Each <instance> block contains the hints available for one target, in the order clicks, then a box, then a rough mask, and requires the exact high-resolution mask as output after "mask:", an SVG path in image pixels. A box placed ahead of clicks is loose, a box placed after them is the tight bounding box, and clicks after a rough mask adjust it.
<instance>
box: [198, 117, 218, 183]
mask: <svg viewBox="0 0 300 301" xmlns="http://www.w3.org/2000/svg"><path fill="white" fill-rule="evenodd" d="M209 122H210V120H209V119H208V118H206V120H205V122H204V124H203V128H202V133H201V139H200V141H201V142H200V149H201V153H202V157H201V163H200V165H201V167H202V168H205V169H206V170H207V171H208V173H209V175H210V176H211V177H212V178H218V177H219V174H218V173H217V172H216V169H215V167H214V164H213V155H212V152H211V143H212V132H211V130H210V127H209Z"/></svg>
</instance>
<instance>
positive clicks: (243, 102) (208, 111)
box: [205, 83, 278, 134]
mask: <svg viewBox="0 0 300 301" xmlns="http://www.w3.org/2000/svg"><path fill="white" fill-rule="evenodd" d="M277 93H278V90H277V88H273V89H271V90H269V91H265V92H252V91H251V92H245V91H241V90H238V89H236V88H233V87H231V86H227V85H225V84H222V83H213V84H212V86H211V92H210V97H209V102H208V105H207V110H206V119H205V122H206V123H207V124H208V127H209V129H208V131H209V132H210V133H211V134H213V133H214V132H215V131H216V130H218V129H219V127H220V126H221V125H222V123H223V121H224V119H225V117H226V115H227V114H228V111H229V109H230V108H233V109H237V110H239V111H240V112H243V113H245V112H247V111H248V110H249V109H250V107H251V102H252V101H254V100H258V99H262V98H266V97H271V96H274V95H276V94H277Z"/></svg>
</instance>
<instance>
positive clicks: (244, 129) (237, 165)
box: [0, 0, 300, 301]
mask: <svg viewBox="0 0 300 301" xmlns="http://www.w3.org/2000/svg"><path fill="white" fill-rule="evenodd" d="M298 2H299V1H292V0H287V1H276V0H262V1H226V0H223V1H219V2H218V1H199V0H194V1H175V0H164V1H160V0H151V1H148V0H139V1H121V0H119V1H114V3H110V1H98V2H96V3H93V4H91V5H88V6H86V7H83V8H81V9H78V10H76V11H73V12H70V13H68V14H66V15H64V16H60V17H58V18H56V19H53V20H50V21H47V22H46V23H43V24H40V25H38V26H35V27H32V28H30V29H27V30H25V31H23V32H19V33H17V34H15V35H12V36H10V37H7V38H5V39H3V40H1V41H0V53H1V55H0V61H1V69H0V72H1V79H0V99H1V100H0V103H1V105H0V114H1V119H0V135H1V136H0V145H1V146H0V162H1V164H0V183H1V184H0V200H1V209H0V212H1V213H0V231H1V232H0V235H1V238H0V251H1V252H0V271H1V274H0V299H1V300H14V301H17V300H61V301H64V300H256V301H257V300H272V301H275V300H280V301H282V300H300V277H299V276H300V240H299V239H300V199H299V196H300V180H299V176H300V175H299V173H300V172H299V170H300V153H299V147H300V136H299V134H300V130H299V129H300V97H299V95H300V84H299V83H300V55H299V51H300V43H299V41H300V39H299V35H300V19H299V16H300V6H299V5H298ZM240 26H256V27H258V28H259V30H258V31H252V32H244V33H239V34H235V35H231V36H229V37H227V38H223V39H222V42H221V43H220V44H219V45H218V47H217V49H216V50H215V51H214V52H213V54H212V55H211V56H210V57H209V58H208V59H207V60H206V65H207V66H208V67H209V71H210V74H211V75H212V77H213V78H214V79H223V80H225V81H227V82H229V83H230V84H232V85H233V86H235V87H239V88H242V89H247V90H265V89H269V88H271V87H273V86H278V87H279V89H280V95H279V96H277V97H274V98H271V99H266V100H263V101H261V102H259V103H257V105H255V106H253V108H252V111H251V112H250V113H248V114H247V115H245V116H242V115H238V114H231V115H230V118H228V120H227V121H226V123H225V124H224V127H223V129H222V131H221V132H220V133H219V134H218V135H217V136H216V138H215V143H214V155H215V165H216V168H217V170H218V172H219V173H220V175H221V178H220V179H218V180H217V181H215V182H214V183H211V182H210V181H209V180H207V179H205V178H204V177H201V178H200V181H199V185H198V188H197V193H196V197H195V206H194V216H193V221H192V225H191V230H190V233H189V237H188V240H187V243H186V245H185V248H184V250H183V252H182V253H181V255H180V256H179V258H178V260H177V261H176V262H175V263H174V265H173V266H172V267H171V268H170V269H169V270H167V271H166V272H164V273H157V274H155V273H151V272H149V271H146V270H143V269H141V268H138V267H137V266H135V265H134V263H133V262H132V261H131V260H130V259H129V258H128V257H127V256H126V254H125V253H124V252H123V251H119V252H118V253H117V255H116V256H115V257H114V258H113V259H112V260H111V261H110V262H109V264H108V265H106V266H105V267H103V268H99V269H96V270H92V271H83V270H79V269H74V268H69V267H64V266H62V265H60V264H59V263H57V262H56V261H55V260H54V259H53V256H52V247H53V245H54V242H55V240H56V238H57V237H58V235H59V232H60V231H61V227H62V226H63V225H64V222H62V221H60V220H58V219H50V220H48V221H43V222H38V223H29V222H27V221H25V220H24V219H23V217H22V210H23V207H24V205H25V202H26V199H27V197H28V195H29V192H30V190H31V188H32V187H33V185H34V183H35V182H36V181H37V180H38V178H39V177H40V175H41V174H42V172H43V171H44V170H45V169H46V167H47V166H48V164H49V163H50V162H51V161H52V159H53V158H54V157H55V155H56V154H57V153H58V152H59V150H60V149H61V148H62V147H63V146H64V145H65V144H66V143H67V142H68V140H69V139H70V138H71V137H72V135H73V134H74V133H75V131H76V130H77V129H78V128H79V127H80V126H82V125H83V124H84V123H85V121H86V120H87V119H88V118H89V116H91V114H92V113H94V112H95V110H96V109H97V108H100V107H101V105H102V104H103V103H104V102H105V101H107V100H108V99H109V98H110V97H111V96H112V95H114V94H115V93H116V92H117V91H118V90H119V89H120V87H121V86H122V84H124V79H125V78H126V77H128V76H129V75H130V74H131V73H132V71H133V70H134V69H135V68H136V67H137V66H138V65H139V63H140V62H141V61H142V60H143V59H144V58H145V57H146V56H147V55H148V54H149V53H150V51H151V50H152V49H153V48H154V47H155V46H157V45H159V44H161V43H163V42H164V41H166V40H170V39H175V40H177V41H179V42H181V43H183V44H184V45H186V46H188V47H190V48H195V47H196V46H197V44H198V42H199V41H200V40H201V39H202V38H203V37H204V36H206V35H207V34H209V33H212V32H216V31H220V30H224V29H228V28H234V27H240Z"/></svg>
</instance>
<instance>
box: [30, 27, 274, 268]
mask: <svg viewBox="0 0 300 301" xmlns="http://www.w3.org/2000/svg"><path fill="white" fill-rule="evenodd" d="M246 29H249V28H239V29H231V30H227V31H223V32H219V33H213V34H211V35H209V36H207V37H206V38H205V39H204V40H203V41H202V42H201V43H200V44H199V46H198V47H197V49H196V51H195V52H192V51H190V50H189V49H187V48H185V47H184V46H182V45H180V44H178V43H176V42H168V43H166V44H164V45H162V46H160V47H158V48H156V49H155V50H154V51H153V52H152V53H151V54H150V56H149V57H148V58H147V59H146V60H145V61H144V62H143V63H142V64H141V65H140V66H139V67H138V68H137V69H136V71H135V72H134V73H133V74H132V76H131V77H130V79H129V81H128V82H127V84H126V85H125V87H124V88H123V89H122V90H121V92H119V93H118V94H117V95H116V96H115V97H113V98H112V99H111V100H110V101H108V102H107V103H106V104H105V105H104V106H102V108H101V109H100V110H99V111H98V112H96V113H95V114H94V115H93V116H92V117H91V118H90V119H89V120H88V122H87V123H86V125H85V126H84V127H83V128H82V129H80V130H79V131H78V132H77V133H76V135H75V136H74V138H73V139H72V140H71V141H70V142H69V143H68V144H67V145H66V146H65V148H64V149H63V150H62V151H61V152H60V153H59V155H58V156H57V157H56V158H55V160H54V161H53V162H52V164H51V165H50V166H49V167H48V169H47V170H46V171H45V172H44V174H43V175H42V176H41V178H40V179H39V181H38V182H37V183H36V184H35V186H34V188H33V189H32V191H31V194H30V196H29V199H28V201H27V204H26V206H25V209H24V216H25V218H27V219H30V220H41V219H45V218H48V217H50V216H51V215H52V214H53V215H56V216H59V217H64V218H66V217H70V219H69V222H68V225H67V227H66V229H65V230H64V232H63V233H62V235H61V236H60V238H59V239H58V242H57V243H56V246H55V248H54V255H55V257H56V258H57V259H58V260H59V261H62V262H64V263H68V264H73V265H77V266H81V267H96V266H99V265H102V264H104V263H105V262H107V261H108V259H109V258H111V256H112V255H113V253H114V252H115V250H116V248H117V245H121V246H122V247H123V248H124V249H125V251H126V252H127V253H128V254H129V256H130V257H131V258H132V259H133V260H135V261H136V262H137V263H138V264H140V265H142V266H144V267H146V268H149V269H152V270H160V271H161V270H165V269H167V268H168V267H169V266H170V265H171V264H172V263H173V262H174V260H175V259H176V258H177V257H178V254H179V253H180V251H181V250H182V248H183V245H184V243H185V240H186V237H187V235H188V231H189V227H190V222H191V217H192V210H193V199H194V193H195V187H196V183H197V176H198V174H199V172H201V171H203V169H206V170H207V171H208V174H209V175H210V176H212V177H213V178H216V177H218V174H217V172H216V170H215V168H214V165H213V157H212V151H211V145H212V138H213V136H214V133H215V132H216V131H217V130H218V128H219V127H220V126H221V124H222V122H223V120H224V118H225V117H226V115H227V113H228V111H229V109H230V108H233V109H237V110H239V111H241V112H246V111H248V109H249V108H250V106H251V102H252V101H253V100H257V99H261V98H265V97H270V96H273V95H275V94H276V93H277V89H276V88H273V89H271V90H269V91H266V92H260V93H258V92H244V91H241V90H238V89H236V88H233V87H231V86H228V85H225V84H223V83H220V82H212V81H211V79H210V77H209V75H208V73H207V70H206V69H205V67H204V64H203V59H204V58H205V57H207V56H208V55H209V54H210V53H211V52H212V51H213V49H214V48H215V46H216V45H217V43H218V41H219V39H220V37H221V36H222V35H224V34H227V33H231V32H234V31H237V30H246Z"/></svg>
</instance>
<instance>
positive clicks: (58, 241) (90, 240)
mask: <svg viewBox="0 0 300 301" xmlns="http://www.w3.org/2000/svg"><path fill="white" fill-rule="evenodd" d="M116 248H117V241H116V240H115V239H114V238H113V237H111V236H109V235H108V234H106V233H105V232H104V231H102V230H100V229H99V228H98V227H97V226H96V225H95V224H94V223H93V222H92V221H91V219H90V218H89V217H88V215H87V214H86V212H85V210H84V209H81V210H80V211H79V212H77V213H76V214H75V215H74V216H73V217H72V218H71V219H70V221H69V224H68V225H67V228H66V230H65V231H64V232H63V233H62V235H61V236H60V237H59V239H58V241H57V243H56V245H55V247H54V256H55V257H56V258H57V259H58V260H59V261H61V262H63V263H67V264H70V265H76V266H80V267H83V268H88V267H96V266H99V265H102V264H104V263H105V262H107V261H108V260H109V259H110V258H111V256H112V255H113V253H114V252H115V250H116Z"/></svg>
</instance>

**Work to complete**.
Go through the listing above and find each line containing the string "positive"; copy those lines.

**Response to the task**.
positive clicks: (243, 102) (208, 111)
positive clicks: (244, 129) (237, 165)
positive clicks: (58, 241) (90, 240)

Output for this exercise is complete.